• _EXTRACT TO READ_

BEGIN

# SanMerah Discus Babies!!!!



## MELLO (Apr 21, 2010)

Just want to share some pics of my San Merah pair with fires. There's atleast 30 fries They are 17 days old now. Very good parents haven't lost any fries as of now. Its there first successful spawn after twice spawning in the community tank. Enjoy!
Laid eggs on the heater didn't have any cones at that time.








Parents move the wrigglers to the Sponge filter.








Starting to stick with mom for food.
















10 DAYS








15 Days


----------



## fantasy (May 3, 2010)

nice discus,


----------



## onefishtwofish (Apr 21, 2010)

congratz...what good parents


----------



## Claudia (Apr 21, 2010)

aawww thats soo cute, congratz


----------



## athena (Apr 22, 2010)

congrats! 

the parents are gorgeous!


----------



## MELLO (Apr 21, 2010)

thanks guys!!! I'll keep updating you guys with pics!


----------



## jag (Aug 13, 2010)

nice babies


----------



## clintgv (May 6, 2010)

Congrats . Babies are so cute ^^


----------



## bigfry (Apr 21, 2010)

Congrats! beautiful fish.


----------



## Chappy (Apr 21, 2010)

Mello - your discus are telling you not to switch to saltwater  I'd be keeping an eye on those blue knights if I were you 
Congrats; that's pretty awesome.
Shelley


----------



## target (Apr 21, 2010)

END

• _MATERIAL_
BEGIN

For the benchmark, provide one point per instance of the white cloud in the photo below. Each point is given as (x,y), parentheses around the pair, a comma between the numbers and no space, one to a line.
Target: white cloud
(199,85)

END

• _SET OF TASKS_
1. In the discus babies thread, where did the parents move the wrigglers?
2. Write the next part of the discus babies thread, picking up right after its last line.
None of the lines play any part in the tasks.

• _ANSWERS TO THE EXERCISE_
1. To the sponge filter.

2.
They are very cool to see in person as well. And the blue knights are amazing.


----------



## pieces71 (Apr 21, 2010)

congrats...2nd thought of shifting to salt?you have a lot of babies to take care now


----------



## MELLO (Apr 21, 2010)

Salt is still in the picture.. I'll just have both to take care of now.. lol


----------



## April (Apr 21, 2010)

looking good..get a grow out tank ready..they dont need to be with the parents anymore..but they can..if you leave them too long..they start taking hunks off their bodies. 
but then..if you move them..guess what hte parents will be up to right away again. 
this time you should get a bigger batch.


----------



## AWW (Apr 22, 2010)

nicley done! good luck on the growout


----------



## tang daddy (Apr 21, 2010)

what's this I hear about salt>?

Good job on the fry's, what are they eating now? Live food...


----------



## catgoldfish (Apr 21, 2010)

Way to go Mello! Weren't you trying to sell this pair before? Nice fish.


----------



## MELLO (Apr 21, 2010)

Was trying to but change my mind... Eating live bbs


----------



## zooolara (May 22, 2010)

Very good ,any update pics.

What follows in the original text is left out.